### ABOUT THIS EXERCISE
Set down every entry exactly as it was written.

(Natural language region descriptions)
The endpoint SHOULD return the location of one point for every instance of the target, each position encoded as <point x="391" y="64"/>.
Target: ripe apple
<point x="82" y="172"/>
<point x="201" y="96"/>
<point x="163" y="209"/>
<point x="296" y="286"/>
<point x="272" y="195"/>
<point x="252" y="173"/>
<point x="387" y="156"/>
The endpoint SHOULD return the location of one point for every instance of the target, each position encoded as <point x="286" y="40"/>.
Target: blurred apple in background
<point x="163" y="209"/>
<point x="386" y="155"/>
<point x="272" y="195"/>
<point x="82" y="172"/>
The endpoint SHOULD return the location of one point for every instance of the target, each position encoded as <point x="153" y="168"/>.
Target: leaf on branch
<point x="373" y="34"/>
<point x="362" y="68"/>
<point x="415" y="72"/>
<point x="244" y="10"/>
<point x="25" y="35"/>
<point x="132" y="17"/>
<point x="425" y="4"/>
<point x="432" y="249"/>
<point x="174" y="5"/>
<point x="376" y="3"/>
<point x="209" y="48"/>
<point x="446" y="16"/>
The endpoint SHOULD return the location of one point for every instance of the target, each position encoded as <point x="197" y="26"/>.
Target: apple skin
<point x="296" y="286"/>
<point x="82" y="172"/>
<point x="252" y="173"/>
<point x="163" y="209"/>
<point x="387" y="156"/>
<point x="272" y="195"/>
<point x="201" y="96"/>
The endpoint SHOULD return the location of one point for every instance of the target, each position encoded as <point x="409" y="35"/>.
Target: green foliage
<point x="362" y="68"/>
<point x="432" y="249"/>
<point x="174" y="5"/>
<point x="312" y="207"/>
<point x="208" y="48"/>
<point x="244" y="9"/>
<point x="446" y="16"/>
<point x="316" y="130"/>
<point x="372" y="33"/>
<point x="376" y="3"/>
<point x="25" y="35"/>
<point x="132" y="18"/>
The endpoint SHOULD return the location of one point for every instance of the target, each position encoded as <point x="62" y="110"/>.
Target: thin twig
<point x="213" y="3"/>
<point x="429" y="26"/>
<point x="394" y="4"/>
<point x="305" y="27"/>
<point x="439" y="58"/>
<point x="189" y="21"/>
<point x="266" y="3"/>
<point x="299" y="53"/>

### OUTPUT OF THE TASK
The endpoint SHOULD return the location of one point for every instance of the target, each position encoded as <point x="391" y="64"/>.
Target: ripe apple
<point x="82" y="172"/>
<point x="201" y="96"/>
<point x="163" y="209"/>
<point x="296" y="286"/>
<point x="272" y="195"/>
<point x="252" y="173"/>
<point x="387" y="156"/>
The endpoint SHOULD return the location of one point for every instance of the target, each position encoded as <point x="286" y="40"/>.
Target: blurred apple in background
<point x="163" y="209"/>
<point x="386" y="155"/>
<point x="272" y="195"/>
<point x="82" y="172"/>
The endpoint SHOULD return the location of one point for every instance of the target, each position encoded as <point x="153" y="168"/>.
Target: leaf on branch
<point x="373" y="34"/>
<point x="362" y="68"/>
<point x="415" y="72"/>
<point x="244" y="10"/>
<point x="25" y="35"/>
<point x="132" y="17"/>
<point x="425" y="4"/>
<point x="432" y="249"/>
<point x="174" y="5"/>
<point x="376" y="3"/>
<point x="209" y="48"/>
<point x="446" y="16"/>
The endpoint SHOULD return the location of one point for every instance of the target, each position encoded as <point x="197" y="26"/>.
Target: apple skin
<point x="296" y="286"/>
<point x="82" y="172"/>
<point x="252" y="173"/>
<point x="163" y="209"/>
<point x="387" y="156"/>
<point x="272" y="195"/>
<point x="201" y="96"/>
The endpoint SHOULD return the location of one point for every instance of the target, each position encoded as <point x="409" y="35"/>.
Target: green foliage
<point x="362" y="68"/>
<point x="432" y="249"/>
<point x="174" y="5"/>
<point x="312" y="207"/>
<point x="208" y="48"/>
<point x="244" y="9"/>
<point x="446" y="16"/>
<point x="316" y="130"/>
<point x="372" y="33"/>
<point x="376" y="3"/>
<point x="25" y="35"/>
<point x="132" y="18"/>
The endpoint SHOULD return the location of one point for every instance of the target, each position encoded as <point x="62" y="110"/>.
Target: thin twig
<point x="213" y="3"/>
<point x="429" y="26"/>
<point x="394" y="4"/>
<point x="305" y="27"/>
<point x="439" y="58"/>
<point x="189" y="21"/>
<point x="266" y="3"/>
<point x="299" y="53"/>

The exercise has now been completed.